ENTRETIEN:
....
Nous ne nous posons pas la question, nous avons déjà assez à faire avec Magma en ce moment, la tournée, l’enregistrement. Et puis nous parvenons à l’âge où nous ne voyons pas trop loin non plus, tout simplement. Faisons les choses une par une.

- Il est question d’un livre dans lequel vous seriez impliquée.

Ah mais ce n’est pas un livre dans lequel je suis impliquée, c’est un livre que j’écris. C’est une envie que j’avais depuis longtemps, mais je pensais que je ne pourrais pas le faire seule. Je voulais l’écrire avec quelqu’un dont c’est le métier. Et puis ce n’était pas la première de mes priorités, je n’avais pas le temps, j’avais autre chose à faire. Mais il y a eu cette histoire de confinement et un matin à l’aube, je me suis réveillée, j’ai commencé à écrire tout le début du bouquin et je me suis dit que, finalement, je pouvais le faire toute seule. Ensuite bien sûr, je le ferai relire, il y aura sans doute besoin d’aménagements, parce que ce n’est pas mon métier. Ça commence quand j’étais gamine, parce que j’ai fait plein de choses avant Magma, et puis ça continue avec Magma et mon son de cloche sur certaines choses. C’est l’histoire de Stella, à l’intérieur de Magma à partir d’un certain moment parce que c’est devenu très important, mais c’est le reste aussi. C’est ce que j’ai fait avant, ce que j’ai fait pendant, ce que j’ai fait à côté. Plein de gens me disaient : « Tu devrais… tu devrais… tu devrais… » Mais je n’étais pas persuadée que ça pouvait intéresser vraiment les gens et finalement, j’ai l’impression que si. Actuellement, ça fait deux mois que je n’ai rien écrit parce qu’il a fallu se remettre au boulot et que je n’ai pas le temps de tout faire. Je n’ai pas de deadline. J’ai commencé par l’époque où j’étais à l’école à 8 ans, je le fais de façon chronologique, parce que c’est une manière pour moi de me souvenir des choses et d’avoir un fil conducteur, mais peut-être que ça changera ensuite. J’en suis arrivée à la fin de l’année 2005.

- Vous aviez pris des notes au fil du temps ?
....
DONNÉES PRÉSENTÉES:
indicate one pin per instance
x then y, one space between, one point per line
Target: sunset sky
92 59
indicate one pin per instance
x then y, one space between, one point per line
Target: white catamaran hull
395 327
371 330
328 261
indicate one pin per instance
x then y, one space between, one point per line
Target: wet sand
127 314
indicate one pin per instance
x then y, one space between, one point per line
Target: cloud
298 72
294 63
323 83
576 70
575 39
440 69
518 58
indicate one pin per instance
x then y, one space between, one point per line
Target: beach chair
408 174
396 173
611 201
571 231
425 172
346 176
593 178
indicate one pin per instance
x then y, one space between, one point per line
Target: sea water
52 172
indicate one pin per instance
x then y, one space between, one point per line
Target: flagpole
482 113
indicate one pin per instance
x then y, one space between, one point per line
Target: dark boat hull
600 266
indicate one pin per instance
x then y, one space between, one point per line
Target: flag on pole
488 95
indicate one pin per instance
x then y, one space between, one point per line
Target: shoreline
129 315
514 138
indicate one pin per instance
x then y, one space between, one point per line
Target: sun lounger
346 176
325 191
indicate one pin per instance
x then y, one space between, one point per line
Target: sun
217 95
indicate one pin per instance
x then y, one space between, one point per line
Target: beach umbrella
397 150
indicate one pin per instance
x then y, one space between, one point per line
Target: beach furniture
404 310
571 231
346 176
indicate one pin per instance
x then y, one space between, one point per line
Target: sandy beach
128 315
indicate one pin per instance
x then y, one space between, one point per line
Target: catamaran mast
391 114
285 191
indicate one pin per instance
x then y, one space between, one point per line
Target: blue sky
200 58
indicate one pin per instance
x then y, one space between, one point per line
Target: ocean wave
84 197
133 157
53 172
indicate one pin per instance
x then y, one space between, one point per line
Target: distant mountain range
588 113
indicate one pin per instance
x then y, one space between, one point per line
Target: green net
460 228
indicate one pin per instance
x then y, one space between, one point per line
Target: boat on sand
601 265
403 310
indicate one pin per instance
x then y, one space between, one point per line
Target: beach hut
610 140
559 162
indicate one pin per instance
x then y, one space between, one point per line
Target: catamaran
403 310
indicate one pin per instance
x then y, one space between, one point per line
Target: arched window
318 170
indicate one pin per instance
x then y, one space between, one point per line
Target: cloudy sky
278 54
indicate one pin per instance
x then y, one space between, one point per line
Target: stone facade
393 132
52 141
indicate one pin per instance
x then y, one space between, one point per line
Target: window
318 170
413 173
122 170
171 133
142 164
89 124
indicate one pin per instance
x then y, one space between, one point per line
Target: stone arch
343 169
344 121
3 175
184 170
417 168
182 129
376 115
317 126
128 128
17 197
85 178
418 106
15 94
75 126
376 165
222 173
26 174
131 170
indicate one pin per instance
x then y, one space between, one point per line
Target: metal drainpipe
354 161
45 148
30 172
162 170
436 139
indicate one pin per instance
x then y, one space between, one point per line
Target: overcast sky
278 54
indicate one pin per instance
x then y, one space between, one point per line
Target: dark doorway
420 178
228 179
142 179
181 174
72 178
....
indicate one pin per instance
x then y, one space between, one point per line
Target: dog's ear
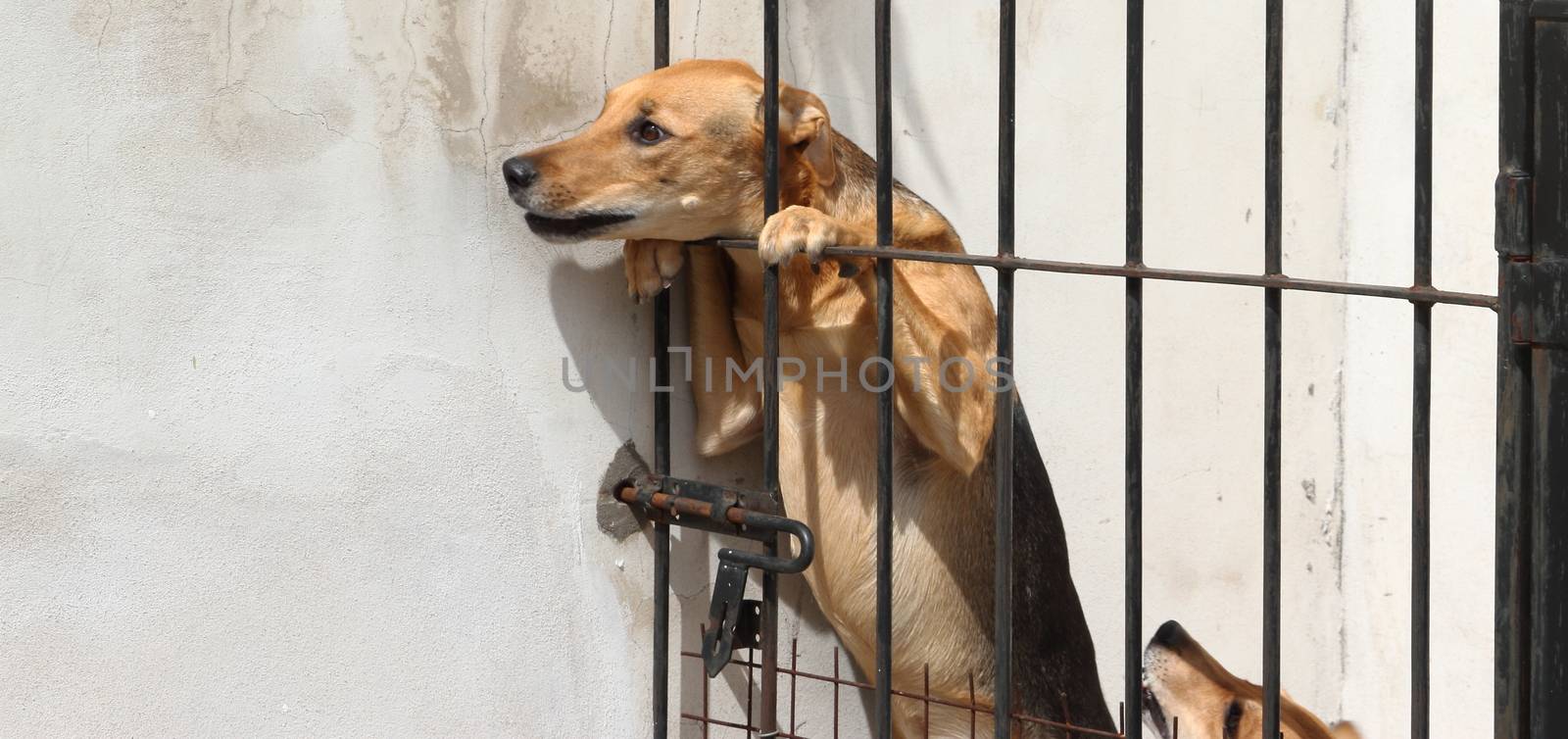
....
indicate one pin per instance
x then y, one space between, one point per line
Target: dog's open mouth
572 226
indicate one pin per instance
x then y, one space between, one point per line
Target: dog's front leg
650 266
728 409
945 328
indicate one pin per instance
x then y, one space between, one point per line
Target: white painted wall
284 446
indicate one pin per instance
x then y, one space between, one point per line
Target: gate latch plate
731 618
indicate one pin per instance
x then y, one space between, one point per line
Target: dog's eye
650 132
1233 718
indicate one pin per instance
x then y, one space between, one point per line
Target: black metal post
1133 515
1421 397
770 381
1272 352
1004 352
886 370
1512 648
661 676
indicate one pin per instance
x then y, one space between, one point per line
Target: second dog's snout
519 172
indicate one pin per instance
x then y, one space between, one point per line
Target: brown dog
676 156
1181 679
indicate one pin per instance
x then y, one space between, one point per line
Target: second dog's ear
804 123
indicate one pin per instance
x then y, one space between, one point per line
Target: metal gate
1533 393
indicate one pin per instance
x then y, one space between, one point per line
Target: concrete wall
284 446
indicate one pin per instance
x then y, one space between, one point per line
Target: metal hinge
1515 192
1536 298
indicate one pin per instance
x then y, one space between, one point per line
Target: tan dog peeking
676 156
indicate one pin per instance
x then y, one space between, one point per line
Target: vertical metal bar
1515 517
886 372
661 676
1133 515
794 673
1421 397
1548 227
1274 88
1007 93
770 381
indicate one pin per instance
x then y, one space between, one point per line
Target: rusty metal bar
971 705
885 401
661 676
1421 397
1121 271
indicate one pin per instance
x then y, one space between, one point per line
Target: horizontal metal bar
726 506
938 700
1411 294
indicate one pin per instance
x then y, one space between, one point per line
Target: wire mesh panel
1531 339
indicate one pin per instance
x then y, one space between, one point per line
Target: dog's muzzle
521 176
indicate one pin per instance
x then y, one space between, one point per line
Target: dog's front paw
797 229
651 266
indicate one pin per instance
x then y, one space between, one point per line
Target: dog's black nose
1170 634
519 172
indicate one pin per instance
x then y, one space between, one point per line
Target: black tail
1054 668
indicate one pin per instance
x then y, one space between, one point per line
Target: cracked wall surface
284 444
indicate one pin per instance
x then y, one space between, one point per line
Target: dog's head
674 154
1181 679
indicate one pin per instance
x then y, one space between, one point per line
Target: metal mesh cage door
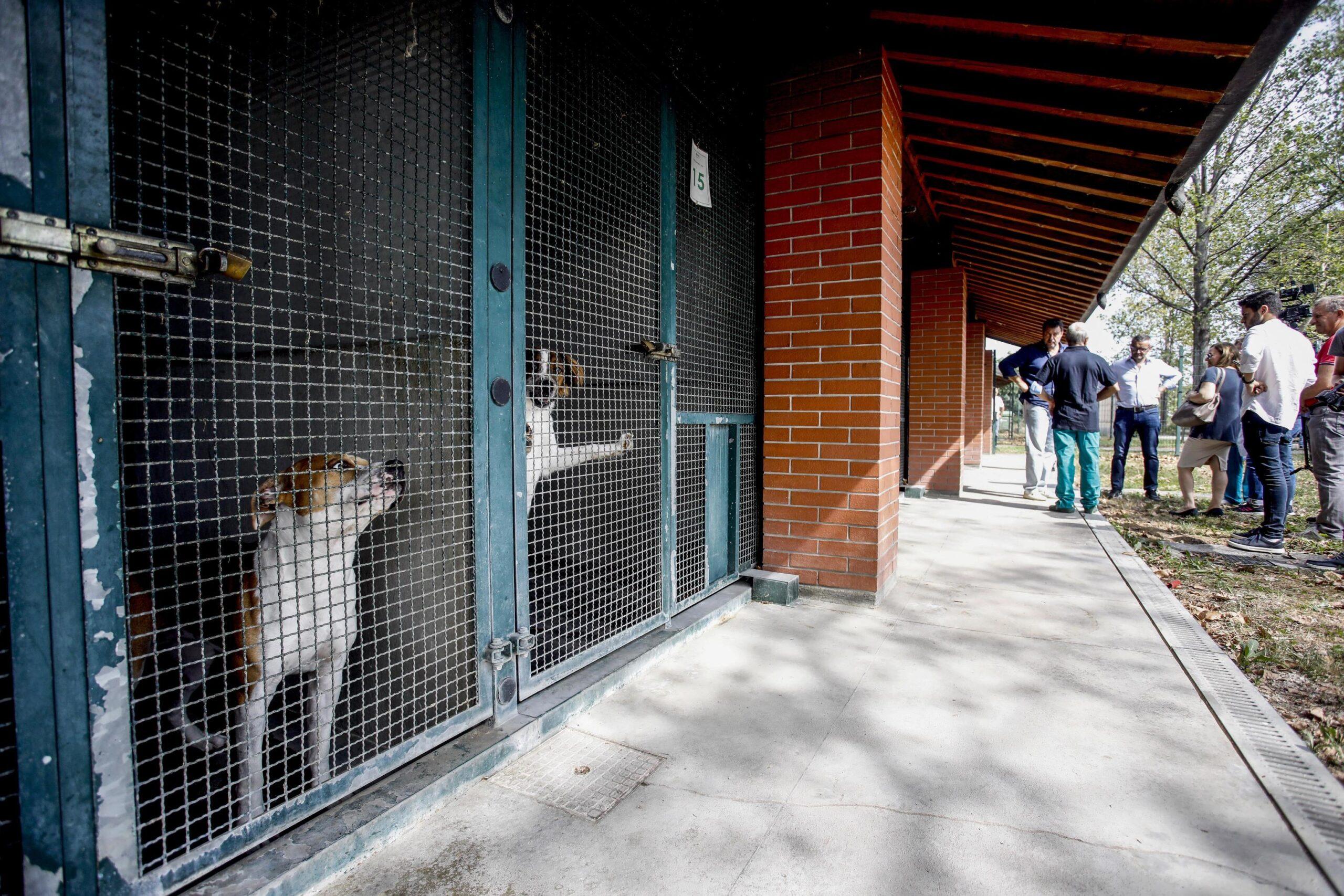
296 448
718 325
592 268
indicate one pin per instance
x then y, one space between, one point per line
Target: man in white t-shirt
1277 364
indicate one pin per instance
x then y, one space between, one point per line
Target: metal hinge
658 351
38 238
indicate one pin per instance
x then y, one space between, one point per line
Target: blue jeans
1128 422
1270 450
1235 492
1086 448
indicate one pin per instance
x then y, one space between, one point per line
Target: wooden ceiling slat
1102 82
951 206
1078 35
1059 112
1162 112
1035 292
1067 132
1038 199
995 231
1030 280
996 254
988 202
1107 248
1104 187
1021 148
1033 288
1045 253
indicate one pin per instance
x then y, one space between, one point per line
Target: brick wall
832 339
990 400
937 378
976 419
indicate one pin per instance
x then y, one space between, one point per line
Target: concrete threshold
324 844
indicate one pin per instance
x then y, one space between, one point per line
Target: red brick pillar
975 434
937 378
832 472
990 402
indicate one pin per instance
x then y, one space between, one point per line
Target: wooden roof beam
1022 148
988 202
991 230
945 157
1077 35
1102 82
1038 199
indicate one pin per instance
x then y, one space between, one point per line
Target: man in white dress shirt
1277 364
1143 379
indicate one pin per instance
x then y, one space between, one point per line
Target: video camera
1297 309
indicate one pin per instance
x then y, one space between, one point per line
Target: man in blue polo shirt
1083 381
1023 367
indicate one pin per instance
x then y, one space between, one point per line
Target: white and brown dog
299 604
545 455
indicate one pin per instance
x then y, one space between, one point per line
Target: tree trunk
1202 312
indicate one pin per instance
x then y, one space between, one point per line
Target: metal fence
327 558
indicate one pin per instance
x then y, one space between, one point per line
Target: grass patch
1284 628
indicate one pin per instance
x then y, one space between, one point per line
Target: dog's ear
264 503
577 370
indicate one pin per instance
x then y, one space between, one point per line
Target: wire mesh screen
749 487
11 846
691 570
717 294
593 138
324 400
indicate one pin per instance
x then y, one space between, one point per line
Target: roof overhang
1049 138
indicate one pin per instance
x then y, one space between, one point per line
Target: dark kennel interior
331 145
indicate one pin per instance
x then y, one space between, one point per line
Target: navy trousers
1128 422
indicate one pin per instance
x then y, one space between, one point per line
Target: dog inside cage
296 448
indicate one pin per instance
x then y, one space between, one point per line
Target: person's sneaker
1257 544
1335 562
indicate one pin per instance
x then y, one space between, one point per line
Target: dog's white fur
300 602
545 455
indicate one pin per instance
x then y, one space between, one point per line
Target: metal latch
....
CONSIGNES:
A. Recopiez, s'il vous plaît, le passage de l'entretien sur Magma compris entre « Nous ne nous » et « une par une. », bornes incluses.
B. Poursuivez l'entretien sur Magma à partir de l'endroit où il s'arrête.
Les données constituent un ensemble indépendant de l'entretien sur Magma.

RÉPONSES ATTENDUES:
A.
Nous ne nous posons pas la question, nous avons déjà assez à faire avec Magma en ce moment, la tournée, l’enregistrement. Et puis nous parvenons à l’âge où nous ne voyons pas trop loin non plus, tout simplement. Faisons les choses une par une.

B.
Pas du tout. En fait j’ai écrit des choses et souvent, au milieu de la nuit comme par hasard, je me dis : « Tiens j’ai oublié des choses, j’ai oublié de parler de ceci ou cela » et je note des trucs sur un bout de papier sur la table de nuit.

- Vous avez enregistré peu de disques sous votre nom – et je ne parle pas là de la période des années 60 – y a-t-il du nouveau de ce côté-là ?

J’ai eu envie de faire un nouvel album il y a 3 ou 4 ans, j’ai travaillé sur le matériel avec une amie, nous avions de quoi en faire un – les thèmes, les textes – mais cela ne faisait pas partie de mes priorités, j’avais du mal à savoir avec qui le faire, j’ai changé plusieurs fois d’avis, j’avais envie d’une formation importante et puis je me suis dit à quoi bon… Mais ça se fera à un moment, je l’espère.

- Comment ressentez-vous la démarche de Christian Vander en ce moment. Il y a l’âge, le temps qui passe, tout cela peut avoir une influence y compris sur sa façon de jouer, la forme physique, la résistance, tout cela entre en ligne de compte. Comment évolue-t-il à 73 ans ?

Nous en parlions avec Francis il y a quelques jours. Il est quand même assez étonnant le garçon ! Il joue peut-être un peu moins fort qu’avant mais il a une énergie dingue ! Il sait depuis un bout de temps déjà qu’il a besoin de plus de temps pour récupérer, donc il fait très attention tout simplement. Mais il n’y a pas que lui, c’est pareil pour moi, il faut en tenir compte. Mais sur le moment, non, l’énergie est là.

- Zëss, ce n’était donc pas la fin de l’histoire ? Tous ces changements dans la formation, ces annonces de concerts et d’un nouvel album, c’est un peu comme une renaissance ?

Ah mais vous savez, pour moi, Zëss n’a jamais signifié la fin, c’est Christian qui avait annoncé ça mais Christian… il annonce souvent des trucs avant de s’apercevoir que ce n’était pas forcément une bonne idée. Je ne l’ai jamais senti de cette façon. Quand on a sorti l’album, pour moi ce n’était pas du tout le dernier de Magma. C’est un disque qui devait se faire à un moment ou à un autre. Je ne voulais surtout pas que ce soit un disque façon Bobino version studio, il fallait vraiment trouver autre chose. J’espérais bien qu’on passerait à autre chose. Christian a toujours besoin d’expliquer. Or non, il n’y a pas toujours besoin d’expliquer, on fait les choses et puis c’est tout.

- Ce nouvel album, quand verra-t-il le jour ?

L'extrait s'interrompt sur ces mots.